* Objective: From the line with "Pressing-analysis tagging request: spot the white car" through the final line, transcribe the material below character for character; include no other lines.
(begin)
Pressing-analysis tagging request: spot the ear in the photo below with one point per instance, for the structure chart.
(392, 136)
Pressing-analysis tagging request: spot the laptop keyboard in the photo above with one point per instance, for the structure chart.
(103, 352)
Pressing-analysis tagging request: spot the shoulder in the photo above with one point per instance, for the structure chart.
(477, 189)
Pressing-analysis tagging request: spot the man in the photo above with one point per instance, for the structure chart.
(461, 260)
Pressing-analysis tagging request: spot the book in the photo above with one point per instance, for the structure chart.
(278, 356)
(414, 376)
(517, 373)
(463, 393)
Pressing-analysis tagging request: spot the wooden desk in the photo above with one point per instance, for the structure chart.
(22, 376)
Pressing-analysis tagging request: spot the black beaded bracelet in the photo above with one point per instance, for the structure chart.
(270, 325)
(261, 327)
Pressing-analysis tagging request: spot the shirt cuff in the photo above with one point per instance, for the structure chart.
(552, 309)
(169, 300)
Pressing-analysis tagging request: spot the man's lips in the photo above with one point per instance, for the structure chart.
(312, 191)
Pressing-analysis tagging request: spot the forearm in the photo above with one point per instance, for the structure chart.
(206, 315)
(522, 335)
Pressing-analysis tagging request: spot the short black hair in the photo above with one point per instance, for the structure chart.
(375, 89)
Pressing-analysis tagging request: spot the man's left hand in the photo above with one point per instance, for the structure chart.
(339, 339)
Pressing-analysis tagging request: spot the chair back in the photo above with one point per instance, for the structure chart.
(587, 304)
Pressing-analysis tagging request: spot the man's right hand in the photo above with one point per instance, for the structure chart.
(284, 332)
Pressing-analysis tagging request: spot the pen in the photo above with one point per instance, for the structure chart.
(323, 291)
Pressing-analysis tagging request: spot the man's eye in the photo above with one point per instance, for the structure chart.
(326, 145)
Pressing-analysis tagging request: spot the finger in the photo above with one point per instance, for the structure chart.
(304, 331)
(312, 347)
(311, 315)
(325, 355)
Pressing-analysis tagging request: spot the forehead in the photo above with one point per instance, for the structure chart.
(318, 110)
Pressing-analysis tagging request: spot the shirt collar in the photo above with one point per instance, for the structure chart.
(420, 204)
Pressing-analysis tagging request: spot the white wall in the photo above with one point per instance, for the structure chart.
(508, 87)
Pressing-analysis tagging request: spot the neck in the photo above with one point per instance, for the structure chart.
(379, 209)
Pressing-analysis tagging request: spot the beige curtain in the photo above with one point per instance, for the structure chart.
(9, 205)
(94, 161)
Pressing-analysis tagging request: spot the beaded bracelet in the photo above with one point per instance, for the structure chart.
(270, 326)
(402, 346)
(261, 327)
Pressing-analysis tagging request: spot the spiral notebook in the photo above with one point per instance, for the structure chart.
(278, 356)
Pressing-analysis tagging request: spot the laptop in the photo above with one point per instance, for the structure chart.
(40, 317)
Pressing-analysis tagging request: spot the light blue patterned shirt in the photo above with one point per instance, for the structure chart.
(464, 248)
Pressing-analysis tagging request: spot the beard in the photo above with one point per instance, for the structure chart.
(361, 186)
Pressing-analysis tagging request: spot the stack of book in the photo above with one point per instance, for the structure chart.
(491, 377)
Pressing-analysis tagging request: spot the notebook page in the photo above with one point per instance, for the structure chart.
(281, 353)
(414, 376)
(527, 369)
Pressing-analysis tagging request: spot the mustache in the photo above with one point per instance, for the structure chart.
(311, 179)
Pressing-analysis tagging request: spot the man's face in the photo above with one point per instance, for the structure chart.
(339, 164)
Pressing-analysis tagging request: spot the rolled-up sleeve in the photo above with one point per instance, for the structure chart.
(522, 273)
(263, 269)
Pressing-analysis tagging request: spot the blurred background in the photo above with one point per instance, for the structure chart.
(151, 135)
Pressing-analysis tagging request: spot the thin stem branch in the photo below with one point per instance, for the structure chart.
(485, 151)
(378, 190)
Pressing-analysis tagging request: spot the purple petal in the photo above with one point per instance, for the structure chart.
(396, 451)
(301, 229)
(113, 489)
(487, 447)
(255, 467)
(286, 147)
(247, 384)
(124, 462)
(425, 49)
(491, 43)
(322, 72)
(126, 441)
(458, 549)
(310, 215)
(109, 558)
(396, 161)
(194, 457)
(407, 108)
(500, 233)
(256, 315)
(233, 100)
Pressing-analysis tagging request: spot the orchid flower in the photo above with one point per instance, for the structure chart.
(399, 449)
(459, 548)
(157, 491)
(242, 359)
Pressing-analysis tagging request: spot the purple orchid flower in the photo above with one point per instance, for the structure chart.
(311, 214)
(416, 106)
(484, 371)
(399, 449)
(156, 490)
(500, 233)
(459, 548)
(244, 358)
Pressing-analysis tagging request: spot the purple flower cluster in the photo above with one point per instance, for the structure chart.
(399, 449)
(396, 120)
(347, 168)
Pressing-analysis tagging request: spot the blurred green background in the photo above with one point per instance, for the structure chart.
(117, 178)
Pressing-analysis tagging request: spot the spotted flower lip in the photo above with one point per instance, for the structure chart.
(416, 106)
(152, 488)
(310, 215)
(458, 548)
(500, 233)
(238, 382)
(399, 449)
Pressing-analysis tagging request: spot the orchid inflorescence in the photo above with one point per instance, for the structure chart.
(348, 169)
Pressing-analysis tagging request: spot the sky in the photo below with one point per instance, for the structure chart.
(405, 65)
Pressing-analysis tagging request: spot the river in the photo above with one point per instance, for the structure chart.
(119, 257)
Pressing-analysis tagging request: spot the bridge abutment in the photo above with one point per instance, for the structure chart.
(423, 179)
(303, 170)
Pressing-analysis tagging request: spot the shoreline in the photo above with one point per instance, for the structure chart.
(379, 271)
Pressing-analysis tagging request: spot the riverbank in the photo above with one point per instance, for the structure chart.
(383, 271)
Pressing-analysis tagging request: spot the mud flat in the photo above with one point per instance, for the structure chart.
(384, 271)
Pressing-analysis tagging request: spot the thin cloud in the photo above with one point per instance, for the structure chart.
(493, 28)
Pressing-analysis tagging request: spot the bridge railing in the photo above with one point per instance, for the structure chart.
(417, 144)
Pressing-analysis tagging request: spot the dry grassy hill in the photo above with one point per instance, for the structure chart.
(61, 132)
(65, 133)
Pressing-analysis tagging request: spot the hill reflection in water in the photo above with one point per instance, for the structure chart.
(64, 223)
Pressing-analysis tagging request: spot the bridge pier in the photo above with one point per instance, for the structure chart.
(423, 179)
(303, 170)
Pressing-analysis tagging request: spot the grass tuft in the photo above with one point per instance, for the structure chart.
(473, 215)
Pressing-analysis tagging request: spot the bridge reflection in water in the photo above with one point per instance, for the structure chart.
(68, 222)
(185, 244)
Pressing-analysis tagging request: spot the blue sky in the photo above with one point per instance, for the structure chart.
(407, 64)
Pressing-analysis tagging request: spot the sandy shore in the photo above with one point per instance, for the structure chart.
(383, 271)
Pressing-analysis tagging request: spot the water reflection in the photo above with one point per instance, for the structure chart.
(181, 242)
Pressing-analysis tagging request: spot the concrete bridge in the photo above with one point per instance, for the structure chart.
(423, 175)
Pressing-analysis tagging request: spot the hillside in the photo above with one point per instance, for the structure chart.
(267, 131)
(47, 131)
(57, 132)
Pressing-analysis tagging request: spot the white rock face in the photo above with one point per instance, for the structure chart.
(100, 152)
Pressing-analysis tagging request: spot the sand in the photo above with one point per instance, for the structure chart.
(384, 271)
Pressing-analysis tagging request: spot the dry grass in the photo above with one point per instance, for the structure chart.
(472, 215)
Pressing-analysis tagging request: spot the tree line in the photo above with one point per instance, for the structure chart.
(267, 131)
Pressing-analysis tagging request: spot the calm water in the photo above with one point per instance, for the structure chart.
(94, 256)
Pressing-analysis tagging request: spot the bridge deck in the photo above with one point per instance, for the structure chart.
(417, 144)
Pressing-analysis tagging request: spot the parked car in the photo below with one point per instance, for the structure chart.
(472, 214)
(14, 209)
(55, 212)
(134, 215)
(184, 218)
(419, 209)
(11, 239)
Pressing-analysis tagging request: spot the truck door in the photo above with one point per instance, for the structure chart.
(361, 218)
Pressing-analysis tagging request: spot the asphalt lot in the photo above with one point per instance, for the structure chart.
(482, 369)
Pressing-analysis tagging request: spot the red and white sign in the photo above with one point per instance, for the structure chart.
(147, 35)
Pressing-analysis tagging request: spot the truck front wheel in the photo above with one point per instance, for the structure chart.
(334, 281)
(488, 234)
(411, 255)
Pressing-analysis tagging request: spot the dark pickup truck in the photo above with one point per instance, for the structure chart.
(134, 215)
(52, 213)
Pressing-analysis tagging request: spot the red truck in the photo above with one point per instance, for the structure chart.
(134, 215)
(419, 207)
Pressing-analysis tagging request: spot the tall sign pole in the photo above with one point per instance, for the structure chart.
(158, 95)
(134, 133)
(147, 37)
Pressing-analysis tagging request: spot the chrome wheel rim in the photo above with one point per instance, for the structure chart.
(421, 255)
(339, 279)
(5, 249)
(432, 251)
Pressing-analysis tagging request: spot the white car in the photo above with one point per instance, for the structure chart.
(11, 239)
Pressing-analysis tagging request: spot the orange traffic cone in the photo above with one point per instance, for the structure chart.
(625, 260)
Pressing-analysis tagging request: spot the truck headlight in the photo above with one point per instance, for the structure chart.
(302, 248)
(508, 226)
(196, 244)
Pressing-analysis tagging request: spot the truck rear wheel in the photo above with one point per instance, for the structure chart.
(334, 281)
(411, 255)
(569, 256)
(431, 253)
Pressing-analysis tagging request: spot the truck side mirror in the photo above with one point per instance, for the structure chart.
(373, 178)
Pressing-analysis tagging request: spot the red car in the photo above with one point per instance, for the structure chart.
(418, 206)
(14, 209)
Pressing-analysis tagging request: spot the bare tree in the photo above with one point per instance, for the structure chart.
(end)
* Finished task:
Pressing-analysis tagging request: spot the white car in the photo above with one point per instance, for the structure chart.
(11, 239)
Pressing-analysis tagging request: spot the orange traffic cone in the photo above with one point per instance, for the structure chart.
(625, 260)
Pressing-analysis tagging request: spot the truck headlight in the photo above with one point per instance, for the structure chart.
(302, 248)
(508, 226)
(196, 244)
Pressing-analysis tagging request: spot the truck rear wheel in the photo above with one point per instance, for the structure chart.
(334, 281)
(411, 255)
(569, 256)
(431, 253)
Pressing-analysis tagging request: spot the truck side mirror in the photo above with one point per instance, for the structure chart.
(373, 178)
Pressing-analysis tagging request: spot the red car in the photo above with one point per instance, for the structure chart.
(418, 206)
(14, 209)
Pressing-analysis tagging request: spot the bare tree in the photo above with one point per instance, for the structure chart.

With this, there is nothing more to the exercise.